▶ _EXERCISE SET_:
**1)** In the car-accident account, what car was the narrator driving at the time of the crash?
**2)** Rewrite the car-accident account from "Then, there I" to "of a miracle.", putting "EMT" in place of "paramedic".

#### SELECTED EXTRACT

It’s really bizarre how after all these years, I still remember everything in slow motion about
the accident as though it happened yesterday. I was driving my favorite car. A dark
green, Ford Galaxie convertible. I loved that car. Yet, I remember flying through the air
and in slow motion suddenly aware I had crashed and had no control over my car
anymore.
Then, there I was, lying on the cold, black, snowy cement hearing the ambulance and
listening to a paramedic speak hurriedly to me. “You should be dead right now, young
lady, just lie still, we’ll take it from here. That car of yours is an accordion. How you got out
of that car and landed here, God only knows”. I remember I tried, but couldn’t talk
because I had punctured my lung and that was the least of it. However, as I slowly turned
my head, while laying on that cold ground, I saw my car smashed up against the trees
with only the front and back bumpers showing. I wondered where in the world was the
middle of the car? How did I ever get way over here on the opposite side of the road? It
was nothing short of a miracle.
At the hospital, in the operating room, I remember I could hear everything they were
saying. The doctors were carrying on with each other as though it was just a normal part
of their day. I felt nothing, and now I listened to everything they said. “She really did a
number on herself”, the one doctor was saying. “I give her a fifty, fifty chance she makes it”.

########
#### ENTRIES SUPPLIED

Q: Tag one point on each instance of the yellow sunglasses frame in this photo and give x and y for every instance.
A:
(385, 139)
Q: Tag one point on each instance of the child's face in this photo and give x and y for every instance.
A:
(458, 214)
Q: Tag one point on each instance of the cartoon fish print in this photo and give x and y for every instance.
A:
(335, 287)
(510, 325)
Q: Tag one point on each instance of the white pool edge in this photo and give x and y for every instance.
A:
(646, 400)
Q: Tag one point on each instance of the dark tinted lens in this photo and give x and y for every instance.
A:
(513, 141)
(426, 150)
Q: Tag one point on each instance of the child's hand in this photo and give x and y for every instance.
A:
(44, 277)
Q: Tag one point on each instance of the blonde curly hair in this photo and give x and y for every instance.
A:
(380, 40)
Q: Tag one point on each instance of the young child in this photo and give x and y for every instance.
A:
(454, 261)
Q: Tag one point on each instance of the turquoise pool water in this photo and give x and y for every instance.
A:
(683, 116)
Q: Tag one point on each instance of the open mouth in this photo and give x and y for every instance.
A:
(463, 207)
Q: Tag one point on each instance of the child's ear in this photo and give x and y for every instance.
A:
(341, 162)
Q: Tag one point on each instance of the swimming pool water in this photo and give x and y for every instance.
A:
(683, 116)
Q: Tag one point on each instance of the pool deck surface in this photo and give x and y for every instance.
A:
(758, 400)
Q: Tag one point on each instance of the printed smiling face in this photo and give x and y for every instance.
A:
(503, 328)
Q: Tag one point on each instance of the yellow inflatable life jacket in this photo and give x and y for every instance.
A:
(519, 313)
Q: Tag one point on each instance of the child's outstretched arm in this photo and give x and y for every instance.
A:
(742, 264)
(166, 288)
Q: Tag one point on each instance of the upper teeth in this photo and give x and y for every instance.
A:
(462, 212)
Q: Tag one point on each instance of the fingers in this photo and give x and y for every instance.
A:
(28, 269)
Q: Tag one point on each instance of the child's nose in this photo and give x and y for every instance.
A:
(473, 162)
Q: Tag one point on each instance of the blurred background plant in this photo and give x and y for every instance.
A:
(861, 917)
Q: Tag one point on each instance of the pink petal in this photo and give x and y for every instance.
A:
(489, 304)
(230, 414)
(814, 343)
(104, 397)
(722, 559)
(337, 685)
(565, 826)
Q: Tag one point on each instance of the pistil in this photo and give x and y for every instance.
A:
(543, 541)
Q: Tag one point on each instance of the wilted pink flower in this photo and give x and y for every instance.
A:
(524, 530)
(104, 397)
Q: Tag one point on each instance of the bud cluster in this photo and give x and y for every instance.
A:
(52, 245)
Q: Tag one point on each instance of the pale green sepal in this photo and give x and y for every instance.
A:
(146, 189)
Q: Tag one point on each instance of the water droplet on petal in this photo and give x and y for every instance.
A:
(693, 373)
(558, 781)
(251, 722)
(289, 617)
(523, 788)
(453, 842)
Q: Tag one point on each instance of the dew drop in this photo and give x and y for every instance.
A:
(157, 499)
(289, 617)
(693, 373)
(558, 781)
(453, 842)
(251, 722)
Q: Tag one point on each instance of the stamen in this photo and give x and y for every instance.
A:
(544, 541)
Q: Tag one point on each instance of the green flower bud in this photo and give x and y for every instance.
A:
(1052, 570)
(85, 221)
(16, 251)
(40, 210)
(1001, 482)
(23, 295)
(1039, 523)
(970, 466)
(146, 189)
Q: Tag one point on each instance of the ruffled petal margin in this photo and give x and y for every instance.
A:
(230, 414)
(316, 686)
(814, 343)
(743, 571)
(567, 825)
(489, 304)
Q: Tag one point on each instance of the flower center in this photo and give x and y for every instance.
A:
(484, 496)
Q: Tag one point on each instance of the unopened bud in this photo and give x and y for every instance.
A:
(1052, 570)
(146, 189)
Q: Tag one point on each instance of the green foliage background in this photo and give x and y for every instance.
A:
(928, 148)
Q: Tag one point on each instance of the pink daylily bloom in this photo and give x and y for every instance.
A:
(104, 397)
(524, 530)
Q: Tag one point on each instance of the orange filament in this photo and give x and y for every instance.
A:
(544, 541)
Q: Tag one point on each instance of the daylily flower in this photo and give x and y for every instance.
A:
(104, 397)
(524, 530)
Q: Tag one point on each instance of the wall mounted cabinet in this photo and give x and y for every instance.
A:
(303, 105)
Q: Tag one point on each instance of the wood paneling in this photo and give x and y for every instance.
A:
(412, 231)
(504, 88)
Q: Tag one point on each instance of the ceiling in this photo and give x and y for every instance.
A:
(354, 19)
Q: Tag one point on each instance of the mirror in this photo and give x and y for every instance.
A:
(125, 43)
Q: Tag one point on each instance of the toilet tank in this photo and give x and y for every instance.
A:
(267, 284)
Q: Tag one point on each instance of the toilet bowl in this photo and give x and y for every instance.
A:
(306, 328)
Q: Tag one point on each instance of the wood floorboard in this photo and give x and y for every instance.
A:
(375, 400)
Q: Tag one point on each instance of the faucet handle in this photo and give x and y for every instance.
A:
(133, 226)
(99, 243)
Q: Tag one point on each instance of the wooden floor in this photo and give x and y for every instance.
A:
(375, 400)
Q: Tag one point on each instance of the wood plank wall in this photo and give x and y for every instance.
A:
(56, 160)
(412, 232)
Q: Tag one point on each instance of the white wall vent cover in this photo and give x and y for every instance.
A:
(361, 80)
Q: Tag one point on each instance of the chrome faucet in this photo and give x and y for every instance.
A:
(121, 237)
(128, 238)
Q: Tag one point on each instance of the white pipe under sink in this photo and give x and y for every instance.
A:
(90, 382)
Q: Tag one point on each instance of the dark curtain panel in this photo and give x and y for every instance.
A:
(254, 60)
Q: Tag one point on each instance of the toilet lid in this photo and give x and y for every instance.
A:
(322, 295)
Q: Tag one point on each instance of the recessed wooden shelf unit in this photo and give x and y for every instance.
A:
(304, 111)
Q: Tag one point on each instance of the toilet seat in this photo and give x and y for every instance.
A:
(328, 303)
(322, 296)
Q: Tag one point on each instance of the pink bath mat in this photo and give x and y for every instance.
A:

########

▶ _ANSWERS TO THE PROBLEMS_:
**1)** A dark green Ford Galaxie convertible.

**2)**
Then, there I was, lying on the cold, black, snowy cement hearing the ambulance and
listening to a EMT speak hurriedly to me. “You should be dead right now, young
lady, just lie still, we’ll take it from here. That car of yours is an accordion. How you got out
of that car and landed here, God only knows”. I remember I tried, but couldn’t talk
because I had punctured my lung and that was the least of it. However, as I slowly turned
my head, while laying on that cold ground, I saw my car smashed up against the trees
with only the front and back bumpers showing. I wondered where in the world was the
middle of the car? How did I ever get way over here on the opposite side of the road? It
was nothing short of a miracle.